Input records.

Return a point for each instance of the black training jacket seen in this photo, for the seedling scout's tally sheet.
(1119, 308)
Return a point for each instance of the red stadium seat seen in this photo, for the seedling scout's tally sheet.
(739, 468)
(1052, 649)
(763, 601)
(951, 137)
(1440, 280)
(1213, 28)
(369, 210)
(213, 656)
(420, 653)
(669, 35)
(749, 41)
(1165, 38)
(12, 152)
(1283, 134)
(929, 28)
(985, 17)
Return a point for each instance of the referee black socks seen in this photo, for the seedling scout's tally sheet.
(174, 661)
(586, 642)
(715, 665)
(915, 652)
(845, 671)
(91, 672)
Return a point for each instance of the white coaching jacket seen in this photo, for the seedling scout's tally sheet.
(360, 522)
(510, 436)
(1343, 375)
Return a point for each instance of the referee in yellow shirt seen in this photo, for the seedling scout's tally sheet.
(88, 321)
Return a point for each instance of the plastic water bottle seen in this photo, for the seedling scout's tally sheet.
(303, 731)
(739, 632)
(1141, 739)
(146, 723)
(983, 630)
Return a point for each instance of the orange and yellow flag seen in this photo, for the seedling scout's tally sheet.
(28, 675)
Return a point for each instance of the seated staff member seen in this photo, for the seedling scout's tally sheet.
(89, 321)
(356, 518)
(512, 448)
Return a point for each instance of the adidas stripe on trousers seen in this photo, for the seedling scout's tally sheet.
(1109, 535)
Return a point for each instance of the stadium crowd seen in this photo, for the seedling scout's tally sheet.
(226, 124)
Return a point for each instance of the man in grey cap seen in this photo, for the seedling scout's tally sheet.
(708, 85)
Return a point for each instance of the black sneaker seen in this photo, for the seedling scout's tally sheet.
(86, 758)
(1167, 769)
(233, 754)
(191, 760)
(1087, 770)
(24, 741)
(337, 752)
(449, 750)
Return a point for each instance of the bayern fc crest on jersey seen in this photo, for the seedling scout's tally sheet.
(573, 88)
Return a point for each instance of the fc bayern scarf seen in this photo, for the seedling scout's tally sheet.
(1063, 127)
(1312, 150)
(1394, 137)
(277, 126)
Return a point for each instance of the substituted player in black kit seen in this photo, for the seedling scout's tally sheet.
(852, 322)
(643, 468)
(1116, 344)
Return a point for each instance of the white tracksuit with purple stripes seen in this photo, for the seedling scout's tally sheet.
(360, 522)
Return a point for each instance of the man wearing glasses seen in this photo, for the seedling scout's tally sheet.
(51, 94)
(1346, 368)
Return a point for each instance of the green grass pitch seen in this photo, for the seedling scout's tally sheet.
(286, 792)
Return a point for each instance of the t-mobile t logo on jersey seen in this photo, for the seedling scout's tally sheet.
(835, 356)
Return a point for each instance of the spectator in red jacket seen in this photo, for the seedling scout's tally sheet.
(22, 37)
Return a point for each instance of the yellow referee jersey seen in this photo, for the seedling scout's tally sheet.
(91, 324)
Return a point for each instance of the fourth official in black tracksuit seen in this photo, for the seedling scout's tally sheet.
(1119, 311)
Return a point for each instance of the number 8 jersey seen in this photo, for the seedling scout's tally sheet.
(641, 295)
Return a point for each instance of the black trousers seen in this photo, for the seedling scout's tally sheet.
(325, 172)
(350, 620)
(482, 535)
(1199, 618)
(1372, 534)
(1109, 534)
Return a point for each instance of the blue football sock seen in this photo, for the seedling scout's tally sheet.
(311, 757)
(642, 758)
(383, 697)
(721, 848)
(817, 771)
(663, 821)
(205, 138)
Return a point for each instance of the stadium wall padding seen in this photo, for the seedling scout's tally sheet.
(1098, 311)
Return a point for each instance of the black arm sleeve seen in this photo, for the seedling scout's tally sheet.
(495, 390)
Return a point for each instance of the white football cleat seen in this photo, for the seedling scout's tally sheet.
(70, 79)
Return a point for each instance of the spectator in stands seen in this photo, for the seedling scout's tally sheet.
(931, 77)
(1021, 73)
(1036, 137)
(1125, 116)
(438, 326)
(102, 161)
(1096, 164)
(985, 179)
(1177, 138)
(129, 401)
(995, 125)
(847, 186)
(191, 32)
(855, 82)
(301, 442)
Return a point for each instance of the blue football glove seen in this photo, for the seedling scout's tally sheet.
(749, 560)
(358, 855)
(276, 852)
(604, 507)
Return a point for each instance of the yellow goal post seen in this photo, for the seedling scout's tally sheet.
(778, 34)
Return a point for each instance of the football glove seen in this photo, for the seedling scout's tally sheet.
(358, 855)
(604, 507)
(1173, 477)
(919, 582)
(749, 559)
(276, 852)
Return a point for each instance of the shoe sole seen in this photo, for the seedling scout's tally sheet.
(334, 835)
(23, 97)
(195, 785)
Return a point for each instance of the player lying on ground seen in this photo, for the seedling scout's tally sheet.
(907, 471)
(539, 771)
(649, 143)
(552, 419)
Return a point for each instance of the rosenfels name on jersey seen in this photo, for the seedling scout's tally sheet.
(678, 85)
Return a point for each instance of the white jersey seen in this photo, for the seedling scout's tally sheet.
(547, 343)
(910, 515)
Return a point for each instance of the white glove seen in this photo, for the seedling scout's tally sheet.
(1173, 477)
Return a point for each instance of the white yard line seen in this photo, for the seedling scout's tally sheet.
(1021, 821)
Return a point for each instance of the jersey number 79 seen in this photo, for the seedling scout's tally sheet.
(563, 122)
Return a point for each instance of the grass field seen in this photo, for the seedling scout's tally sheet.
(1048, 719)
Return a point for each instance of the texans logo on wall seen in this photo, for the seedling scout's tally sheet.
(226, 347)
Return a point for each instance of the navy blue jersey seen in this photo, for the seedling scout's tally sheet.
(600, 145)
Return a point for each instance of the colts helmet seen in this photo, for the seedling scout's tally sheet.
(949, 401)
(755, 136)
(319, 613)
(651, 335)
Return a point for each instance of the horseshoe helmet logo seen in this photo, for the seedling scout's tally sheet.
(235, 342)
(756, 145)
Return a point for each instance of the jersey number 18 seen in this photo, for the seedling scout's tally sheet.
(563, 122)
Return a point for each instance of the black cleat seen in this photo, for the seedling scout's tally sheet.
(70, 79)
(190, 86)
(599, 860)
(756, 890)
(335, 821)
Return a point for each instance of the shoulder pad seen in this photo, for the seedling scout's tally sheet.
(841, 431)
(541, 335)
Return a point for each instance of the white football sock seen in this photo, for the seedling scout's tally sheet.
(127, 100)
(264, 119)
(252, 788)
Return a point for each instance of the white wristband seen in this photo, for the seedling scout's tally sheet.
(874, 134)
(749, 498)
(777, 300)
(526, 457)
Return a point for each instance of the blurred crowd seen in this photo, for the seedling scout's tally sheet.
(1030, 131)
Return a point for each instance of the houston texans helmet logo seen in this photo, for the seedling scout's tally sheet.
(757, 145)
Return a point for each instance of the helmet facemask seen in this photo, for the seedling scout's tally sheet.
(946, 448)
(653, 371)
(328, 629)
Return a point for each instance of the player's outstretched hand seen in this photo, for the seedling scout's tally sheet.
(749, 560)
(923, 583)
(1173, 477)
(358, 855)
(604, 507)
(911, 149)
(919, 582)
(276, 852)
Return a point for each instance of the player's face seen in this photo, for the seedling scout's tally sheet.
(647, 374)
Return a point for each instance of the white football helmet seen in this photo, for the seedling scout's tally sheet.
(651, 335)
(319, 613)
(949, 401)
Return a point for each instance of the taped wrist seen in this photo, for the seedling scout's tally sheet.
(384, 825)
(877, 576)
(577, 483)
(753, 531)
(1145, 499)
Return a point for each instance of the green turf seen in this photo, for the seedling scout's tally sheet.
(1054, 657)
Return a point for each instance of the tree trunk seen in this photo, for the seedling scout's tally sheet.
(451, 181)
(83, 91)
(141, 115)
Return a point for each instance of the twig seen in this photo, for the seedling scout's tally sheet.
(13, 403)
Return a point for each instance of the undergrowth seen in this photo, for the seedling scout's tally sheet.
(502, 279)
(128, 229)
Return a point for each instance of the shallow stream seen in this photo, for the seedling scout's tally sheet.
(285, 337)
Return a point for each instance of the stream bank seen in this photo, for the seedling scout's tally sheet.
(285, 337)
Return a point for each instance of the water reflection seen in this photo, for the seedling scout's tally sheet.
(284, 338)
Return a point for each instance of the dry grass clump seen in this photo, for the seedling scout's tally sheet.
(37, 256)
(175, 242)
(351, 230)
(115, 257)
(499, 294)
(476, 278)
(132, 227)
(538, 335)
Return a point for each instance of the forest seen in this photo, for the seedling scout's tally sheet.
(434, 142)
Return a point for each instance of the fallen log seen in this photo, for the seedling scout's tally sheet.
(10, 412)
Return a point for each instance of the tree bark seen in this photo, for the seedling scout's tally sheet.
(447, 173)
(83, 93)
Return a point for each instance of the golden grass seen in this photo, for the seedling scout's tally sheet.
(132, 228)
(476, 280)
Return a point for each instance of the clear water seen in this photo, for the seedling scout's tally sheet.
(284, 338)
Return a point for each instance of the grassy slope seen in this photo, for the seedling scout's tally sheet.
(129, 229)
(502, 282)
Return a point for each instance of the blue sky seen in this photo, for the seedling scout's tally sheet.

Exercise requirements. Swap "jacket" for "coat" in the stretch from the start of the data through the line containing "(1343, 375)", and give those lines again with nothing else changed.

Exercise solution.
Return a point for each instance of the black training coat seen in this photo, for the seedling scout's tally sheet.
(1119, 308)
Return a point for each instance of the red stadium seat seen in this photo, for the seedling scout's tally sheet.
(739, 468)
(1052, 649)
(763, 601)
(951, 137)
(1440, 280)
(1213, 28)
(369, 210)
(213, 656)
(420, 653)
(669, 35)
(749, 41)
(1165, 38)
(12, 152)
(1283, 134)
(929, 28)
(985, 17)
Return a point for each instance of the referee black socks seen in this photo, for the seedling scout's tally sheet.
(174, 661)
(586, 642)
(715, 665)
(915, 652)
(845, 671)
(91, 672)
Return a point for each instance of the white coaching coat seen in this photo, for the seedling scout's tally sheet.
(360, 522)
(510, 436)
(1343, 375)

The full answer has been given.